(Saved entries)

========

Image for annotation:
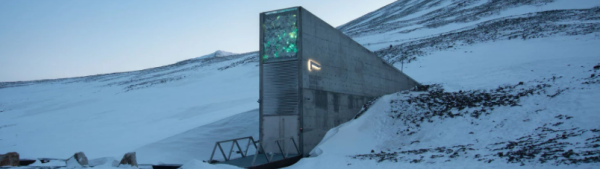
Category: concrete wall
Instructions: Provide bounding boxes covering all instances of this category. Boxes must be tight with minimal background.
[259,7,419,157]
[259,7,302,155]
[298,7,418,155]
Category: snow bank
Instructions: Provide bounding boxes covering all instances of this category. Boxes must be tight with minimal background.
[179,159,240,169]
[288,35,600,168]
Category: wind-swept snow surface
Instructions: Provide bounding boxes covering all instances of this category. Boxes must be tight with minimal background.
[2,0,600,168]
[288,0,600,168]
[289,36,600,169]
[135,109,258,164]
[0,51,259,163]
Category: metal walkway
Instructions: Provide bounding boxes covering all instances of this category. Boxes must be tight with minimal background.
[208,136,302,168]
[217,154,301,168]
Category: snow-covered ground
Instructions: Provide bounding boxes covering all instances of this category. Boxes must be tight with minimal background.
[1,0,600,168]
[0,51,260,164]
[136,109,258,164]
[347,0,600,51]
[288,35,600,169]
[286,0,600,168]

========

Exercise goal - Count the lines of the data that hold the string "snow", and give that number as the entire reply.

Result - 3